> [YOUR GOAL]: Work out how many lines of the material contain the string "instance"; the answer is that number only.

════════════════════

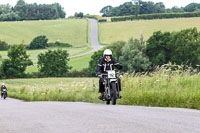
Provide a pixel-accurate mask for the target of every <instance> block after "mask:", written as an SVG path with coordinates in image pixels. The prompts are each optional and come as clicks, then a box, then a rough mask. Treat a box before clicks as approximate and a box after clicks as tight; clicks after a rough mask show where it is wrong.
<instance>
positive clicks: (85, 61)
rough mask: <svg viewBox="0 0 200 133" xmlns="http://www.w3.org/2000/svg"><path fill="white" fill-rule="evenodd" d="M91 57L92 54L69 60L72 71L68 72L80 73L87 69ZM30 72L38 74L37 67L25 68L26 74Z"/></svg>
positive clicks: (37, 68)
mask: <svg viewBox="0 0 200 133" xmlns="http://www.w3.org/2000/svg"><path fill="white" fill-rule="evenodd" d="M91 56H92V54H89V55H85V56H81V57H77V58H73V59H70V61H69V66H71V67H72V69H71V70H70V71H73V70H77V71H80V70H82V69H83V68H88V66H89V61H90V59H91ZM32 72H38V68H37V66H30V67H27V69H26V73H32Z"/></svg>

════════════════════

> [SOLUTION TO THIS PROBLEM]: 2